(ABOUT THIS TASK):
Scan the listing below for the word "stall", then copy each line that has it.

(RECORDS SUPPLIED):
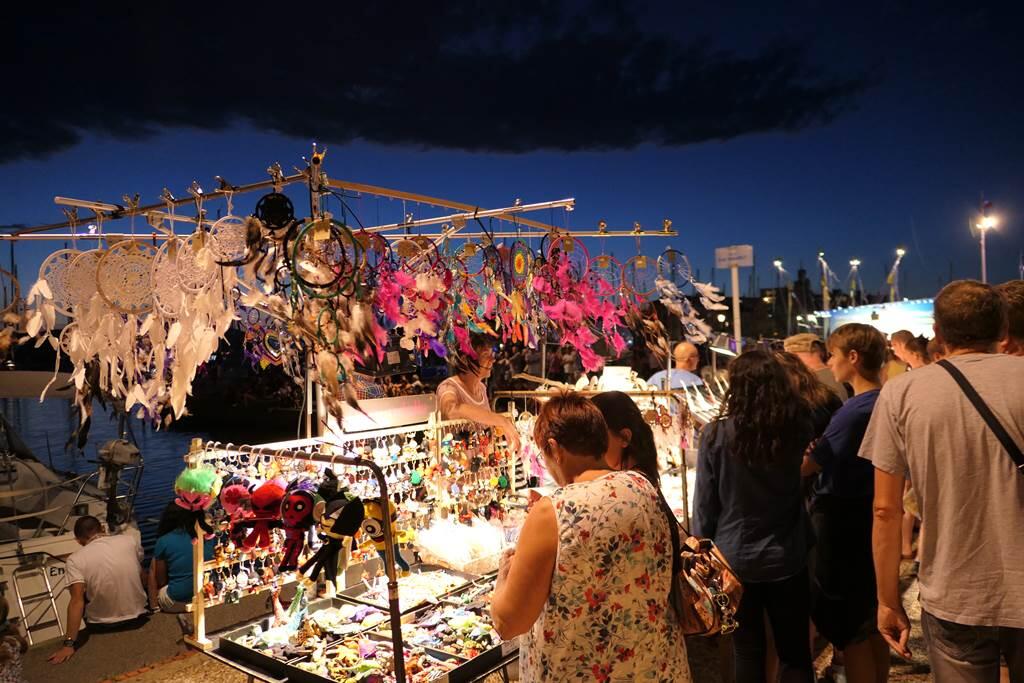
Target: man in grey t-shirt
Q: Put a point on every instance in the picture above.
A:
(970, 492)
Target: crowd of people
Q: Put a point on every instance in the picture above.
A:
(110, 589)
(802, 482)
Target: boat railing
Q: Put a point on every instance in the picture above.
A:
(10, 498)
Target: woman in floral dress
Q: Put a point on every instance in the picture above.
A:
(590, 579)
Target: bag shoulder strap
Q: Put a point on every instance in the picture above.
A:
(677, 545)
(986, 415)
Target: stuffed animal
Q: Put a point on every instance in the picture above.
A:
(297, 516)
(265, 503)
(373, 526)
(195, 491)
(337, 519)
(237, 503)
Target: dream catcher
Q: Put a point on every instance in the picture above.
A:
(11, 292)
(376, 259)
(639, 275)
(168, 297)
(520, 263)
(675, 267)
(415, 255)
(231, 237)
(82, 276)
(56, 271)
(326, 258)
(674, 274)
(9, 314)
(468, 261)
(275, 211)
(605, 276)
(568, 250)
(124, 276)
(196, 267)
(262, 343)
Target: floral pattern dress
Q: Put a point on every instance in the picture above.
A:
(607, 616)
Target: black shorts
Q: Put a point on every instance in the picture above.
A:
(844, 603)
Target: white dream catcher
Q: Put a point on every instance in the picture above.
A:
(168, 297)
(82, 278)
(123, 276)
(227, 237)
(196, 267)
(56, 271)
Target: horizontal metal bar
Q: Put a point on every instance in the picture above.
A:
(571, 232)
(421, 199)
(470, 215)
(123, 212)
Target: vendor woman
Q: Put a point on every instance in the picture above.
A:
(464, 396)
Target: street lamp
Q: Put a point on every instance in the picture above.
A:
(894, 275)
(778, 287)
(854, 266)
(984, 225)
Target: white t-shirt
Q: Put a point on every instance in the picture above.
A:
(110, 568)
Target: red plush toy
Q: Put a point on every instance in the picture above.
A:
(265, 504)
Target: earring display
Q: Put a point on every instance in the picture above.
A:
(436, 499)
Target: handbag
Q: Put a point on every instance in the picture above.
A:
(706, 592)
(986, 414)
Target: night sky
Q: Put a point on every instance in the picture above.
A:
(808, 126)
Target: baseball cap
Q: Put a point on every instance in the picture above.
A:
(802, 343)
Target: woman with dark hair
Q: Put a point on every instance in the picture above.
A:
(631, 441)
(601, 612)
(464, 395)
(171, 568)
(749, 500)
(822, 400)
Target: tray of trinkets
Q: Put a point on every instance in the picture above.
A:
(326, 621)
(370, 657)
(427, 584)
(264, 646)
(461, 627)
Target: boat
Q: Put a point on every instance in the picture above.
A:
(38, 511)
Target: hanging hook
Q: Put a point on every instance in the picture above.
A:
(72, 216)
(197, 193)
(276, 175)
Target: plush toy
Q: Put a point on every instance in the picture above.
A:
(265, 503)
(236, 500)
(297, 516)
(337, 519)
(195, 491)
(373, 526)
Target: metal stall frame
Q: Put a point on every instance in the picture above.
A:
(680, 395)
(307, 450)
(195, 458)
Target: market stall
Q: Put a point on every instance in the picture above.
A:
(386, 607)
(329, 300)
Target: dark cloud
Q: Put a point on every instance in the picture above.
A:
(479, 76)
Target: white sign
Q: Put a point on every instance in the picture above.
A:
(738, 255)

(ANSWER):
Target: metal stall frame
Target: market stall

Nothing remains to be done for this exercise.